EXERCISE BRIEF: Look through the data below for the string "Target", and copy every line where it turns up.

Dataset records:
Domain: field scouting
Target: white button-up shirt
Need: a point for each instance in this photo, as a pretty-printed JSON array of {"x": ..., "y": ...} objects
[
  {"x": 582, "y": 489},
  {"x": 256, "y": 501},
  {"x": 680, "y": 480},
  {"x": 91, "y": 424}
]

---

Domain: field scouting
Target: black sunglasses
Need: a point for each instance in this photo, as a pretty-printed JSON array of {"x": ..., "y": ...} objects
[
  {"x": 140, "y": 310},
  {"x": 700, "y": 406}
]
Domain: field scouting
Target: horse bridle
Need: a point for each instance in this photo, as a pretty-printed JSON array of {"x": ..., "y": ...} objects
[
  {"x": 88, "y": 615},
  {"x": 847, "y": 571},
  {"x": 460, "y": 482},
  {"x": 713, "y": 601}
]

RESULT FOR THIS EXERCISE:
Target: white button-up shirt
Target: black sunglasses
Target: horse bridle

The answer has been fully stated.